Lista de actividades =>
1. Responde las siguientes preguntas a partir del texto sobre la obra de Beatriz Catani.
(a) ¿Quién adopta a la hija extirpada?
(b) Según el texto, ¿qué encuentra Catani en el ejercicio de la payada?
(c) ¿En el film de quién participa Catani con su voz y su presencia?
2. Escribe la continuación del texto sobre la obra de Beatriz Catani a partir de su última oración.

Fragmento proporcionado =>
=-=-=
La actriz cautiva que lee a Shakespeare. La hija extirpada que escribe en la lengua materna después de haber sido adoptada por un matrimonio inglés. La escritura como la señal de una filiación que se quiere resguardar. La obstinación de la hija como la única patria. De la ficción toma Beatriz Catani la historia de la cautiva que es tan real como un documento. La lectura es la unión maltrecha, el parche, la acción que traza la diferencia con la voz del indio iletrado.
A la hija le alcanza con llegar a la pampa para sentir el llamado de la sangre, para elegir repetir la fatalidad de la madre aunque eso implique volverse salvaje. La chica siente que el paisaje se la come, que algo en ella podría asumir cierto impulso caníbal. Catani lee la gauchesca en forma borgeana y encuentra en el ejercicio de la payada esa voluntad de Borges por descubrir que cada ser es el otro, su opuesto irrenunciable, la identidad extranjera que lo niega.
La pintura que el artista inglés realiza desde el extrañamiento, implica también dejar ir a la hija. Pintarla cuando ella se vuelve ausente. La paternidad ligada a la construcción de una obra de arte sobre la que se reflexiona. Catani participa con su voz y su presencia en el film de Nahuel Lahora, otro modo de replicar a Borges que integraba su nombre para instalarse como una criatura más de sus textos y así borrar su autoría.
=-=-=
Datos proporcionados =>
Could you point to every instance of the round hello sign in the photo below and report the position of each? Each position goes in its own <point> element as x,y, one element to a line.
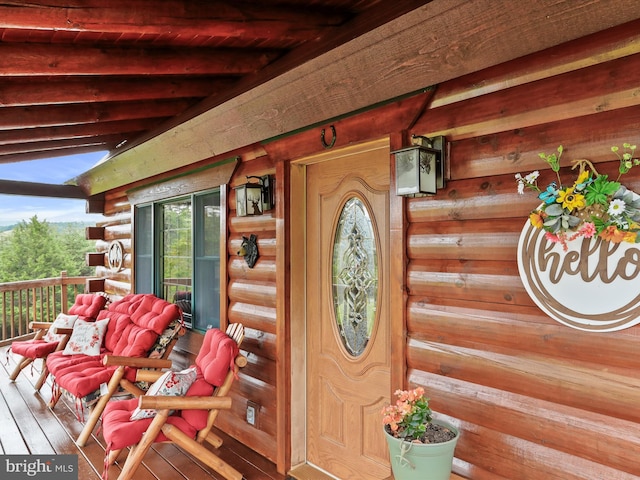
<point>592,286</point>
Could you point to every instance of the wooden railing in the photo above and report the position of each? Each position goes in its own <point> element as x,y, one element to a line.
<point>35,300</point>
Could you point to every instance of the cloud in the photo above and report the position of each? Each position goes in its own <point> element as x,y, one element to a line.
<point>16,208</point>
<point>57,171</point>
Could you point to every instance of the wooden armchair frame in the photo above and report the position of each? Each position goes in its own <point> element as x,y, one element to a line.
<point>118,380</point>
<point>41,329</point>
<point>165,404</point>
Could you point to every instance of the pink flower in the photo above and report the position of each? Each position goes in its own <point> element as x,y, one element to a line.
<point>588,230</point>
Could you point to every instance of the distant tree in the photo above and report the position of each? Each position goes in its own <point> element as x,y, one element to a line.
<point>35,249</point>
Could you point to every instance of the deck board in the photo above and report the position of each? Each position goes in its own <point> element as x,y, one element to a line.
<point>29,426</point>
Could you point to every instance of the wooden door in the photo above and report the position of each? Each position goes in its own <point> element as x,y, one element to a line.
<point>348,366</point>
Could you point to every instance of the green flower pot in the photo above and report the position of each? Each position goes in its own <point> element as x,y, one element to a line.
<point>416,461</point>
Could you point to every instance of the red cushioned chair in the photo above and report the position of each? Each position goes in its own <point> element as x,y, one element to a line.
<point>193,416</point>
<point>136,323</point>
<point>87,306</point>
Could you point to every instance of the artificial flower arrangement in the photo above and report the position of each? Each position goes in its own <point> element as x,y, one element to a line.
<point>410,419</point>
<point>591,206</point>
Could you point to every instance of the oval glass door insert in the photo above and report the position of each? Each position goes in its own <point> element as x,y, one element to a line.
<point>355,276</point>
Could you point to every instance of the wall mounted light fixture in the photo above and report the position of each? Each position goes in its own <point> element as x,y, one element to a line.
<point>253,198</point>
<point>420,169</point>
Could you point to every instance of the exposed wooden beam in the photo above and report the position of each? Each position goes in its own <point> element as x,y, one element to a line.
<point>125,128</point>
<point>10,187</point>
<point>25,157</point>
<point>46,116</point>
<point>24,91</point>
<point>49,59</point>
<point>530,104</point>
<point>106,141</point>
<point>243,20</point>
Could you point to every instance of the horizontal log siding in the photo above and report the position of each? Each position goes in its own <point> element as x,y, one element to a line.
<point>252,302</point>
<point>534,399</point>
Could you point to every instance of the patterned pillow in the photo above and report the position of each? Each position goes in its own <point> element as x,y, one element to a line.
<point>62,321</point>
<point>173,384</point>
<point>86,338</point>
=-=-=
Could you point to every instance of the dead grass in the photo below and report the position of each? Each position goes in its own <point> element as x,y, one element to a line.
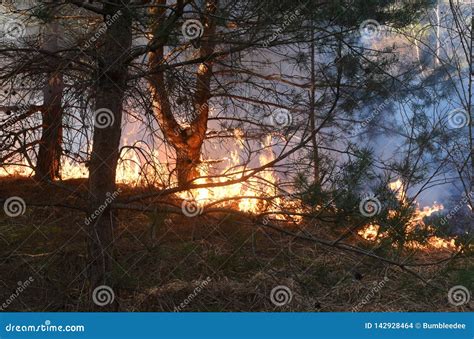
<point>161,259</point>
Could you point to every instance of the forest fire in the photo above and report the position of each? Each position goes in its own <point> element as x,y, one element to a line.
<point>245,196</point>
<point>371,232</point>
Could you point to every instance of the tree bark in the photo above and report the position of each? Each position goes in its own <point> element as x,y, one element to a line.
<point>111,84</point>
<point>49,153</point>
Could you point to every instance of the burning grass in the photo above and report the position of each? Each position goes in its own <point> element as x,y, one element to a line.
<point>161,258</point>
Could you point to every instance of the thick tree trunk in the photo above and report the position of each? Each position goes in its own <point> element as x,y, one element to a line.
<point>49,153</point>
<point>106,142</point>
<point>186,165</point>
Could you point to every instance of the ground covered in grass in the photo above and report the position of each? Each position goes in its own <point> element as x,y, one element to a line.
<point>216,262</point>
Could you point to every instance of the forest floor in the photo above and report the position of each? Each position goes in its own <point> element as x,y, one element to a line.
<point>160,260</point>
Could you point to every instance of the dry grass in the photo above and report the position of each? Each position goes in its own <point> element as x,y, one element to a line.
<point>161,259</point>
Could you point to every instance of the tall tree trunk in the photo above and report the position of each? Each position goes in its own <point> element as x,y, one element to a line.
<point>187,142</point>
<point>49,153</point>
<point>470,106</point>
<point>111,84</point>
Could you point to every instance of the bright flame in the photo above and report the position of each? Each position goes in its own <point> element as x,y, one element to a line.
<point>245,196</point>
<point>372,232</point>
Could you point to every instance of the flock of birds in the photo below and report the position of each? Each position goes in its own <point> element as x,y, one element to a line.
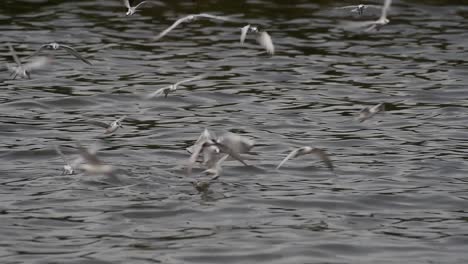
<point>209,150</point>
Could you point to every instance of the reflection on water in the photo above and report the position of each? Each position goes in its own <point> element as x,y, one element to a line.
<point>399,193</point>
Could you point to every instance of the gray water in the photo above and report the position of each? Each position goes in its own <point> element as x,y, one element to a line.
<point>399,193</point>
=-=-=
Respuestas en orden =>
1.
(a) Un matrimonio inglés.
(b) La voluntad de Borges por descubrir que cada ser es el otro, su opuesto irrenunciable, la identidad extranjera que lo niega.
(c) En el film de Nahuel Lahora.

2.
Los actores y actrices son personajes en el film que se proyecta, para contar ese pasado al que ellxs miran desde la escena teatral donde ocurre el presente que lxs atrapa como narradorxs. Necesitan atenerse al papel, a los libros. El pintor va a escribir su propia muerte. Lo que en la película es vitalidad e impresionismo en el teatro se transforma en una situación distanciada.
Alfabetizar al indio es un modo de prolongar ese vínculo que se da desde la palabra escrita. Hablar es una excusa para nombrar esa literatura que se convierte en una madeja de repeticiones. Si en Facundo el estilo de Sarmiento no puede evitar la atracción por el caudillo al que odia, Catani rescata esta contradicción como el acto poético que sella la fascinación con el enemigo.
El indio le dice a la niña que ellos están obligados a matar. La niña, a la que Trinidad Falco le otorga tanta irrealidad como verdad en la forma sensible en que alterna la implicancia con el murmullo de la narración, viene de una cultura que esconde sus crímenes. Lo popular aparece en el cine con su huella de realidad indiscutible pero también con el positivismo del pintor que estudia al salvaje. El teatro es representación, entonces es más evidente el armado del simulacro. El color de la piel y del pelo no son más que un truco, el género es mutable. Todo es falso y, a la vez, conserva la misma emoción del relato porque las actuaciones de Gabriela Ditisheim y Juan Manuel Unzaga están pensadas desde la variedad de los modos de decir que implican tanto la interpretación más realista como una interferencia que narra y discute el texto. La invasión de un mundo sobre otro.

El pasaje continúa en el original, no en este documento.